··· PROVIDED RECORDS

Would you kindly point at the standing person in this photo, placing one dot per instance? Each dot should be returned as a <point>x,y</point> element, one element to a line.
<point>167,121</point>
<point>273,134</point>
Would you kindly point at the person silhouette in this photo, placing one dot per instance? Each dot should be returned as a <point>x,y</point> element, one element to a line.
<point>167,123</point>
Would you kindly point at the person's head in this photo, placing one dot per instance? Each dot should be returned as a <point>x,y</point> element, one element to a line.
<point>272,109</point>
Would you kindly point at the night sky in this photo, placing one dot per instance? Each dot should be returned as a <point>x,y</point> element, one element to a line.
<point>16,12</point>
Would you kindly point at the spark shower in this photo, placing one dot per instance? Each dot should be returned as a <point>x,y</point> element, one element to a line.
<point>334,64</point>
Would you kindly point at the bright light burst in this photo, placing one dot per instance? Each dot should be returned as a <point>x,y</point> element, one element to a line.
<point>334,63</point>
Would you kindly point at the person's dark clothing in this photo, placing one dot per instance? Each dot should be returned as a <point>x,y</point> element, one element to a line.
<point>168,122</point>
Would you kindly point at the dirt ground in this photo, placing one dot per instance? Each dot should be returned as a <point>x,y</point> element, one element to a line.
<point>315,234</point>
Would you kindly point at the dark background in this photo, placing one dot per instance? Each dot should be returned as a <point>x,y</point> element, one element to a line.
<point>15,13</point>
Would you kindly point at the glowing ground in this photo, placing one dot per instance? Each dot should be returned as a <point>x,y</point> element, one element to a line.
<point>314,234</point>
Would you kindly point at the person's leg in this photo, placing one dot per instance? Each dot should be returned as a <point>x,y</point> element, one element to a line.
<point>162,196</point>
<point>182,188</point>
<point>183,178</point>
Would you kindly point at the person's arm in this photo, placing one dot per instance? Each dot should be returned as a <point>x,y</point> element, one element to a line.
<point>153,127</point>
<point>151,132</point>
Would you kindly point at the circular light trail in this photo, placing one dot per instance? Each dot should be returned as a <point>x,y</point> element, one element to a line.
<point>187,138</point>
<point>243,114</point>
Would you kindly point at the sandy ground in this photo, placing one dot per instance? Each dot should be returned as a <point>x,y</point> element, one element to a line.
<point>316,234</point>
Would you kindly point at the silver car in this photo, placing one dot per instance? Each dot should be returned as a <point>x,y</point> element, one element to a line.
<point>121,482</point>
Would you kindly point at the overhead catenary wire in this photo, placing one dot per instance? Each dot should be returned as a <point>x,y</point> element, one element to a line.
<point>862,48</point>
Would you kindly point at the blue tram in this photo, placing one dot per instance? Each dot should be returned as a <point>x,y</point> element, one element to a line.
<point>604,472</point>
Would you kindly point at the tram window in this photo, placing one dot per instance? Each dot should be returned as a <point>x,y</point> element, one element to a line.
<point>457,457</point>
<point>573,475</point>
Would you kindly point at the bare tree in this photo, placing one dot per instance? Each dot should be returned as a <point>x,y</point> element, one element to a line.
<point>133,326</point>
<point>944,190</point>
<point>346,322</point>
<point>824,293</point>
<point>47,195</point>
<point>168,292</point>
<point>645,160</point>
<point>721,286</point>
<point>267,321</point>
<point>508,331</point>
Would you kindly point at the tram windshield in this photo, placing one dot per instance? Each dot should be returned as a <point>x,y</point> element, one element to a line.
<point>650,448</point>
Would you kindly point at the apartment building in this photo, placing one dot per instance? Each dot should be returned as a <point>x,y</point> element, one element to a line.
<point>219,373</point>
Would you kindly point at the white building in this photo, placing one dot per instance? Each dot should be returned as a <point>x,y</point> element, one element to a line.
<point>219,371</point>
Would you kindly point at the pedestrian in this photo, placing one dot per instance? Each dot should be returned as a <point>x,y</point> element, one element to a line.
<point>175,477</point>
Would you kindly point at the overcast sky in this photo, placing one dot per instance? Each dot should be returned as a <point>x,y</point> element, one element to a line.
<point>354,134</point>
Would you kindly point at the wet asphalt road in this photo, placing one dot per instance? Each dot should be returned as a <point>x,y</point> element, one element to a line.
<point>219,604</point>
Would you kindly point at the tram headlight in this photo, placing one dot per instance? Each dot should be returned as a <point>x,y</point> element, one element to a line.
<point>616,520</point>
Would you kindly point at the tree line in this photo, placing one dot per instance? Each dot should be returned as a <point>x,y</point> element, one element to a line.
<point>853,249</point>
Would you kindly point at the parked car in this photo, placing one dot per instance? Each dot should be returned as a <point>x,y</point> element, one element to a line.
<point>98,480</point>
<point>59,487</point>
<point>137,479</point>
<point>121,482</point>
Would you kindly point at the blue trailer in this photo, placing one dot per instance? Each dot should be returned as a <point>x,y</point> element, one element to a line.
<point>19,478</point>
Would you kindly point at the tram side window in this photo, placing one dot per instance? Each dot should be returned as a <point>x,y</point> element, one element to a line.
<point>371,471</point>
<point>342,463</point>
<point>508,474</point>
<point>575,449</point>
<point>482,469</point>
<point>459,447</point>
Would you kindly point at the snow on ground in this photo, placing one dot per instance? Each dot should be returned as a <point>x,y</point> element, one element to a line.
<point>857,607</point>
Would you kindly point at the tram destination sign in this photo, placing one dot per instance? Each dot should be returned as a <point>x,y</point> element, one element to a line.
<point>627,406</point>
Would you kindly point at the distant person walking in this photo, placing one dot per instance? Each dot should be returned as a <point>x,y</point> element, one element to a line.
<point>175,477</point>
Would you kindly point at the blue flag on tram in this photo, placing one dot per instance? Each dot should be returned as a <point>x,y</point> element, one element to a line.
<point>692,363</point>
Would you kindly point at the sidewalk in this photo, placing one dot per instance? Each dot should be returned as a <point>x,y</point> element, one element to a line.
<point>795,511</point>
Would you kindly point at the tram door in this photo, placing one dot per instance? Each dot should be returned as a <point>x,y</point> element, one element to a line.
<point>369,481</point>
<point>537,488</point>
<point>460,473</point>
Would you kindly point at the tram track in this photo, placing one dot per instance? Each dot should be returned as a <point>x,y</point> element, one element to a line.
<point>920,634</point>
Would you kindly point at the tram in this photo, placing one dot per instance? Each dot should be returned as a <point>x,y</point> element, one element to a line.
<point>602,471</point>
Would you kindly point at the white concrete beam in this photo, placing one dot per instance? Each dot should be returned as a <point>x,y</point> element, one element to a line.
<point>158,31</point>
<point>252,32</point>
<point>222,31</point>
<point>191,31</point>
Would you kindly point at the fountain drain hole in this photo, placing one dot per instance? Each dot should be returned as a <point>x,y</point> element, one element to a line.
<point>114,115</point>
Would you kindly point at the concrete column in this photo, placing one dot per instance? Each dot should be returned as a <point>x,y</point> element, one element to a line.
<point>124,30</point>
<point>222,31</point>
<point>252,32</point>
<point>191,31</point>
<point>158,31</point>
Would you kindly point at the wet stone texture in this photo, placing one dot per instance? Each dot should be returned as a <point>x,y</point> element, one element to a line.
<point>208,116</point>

······

WHAT THE TASK REQUIRES:
Please give the stretch from the start of the rows through the line containing "<point>167,123</point>" again, swapping "silhouette" for "outline" and leaving everything else unchanged.

SOLUTION FOR THIS EXERCISE:
Would you kindly point at the standing person in this photo, placing one dot per instance? Each dot should be returned as a <point>x,y</point> element, one element to a line.
<point>167,121</point>
<point>273,134</point>
Would you kindly point at the person outline in this photo, placing one dot per instance? Each dot should be returned as a <point>x,y</point> element, one element to a line.
<point>167,123</point>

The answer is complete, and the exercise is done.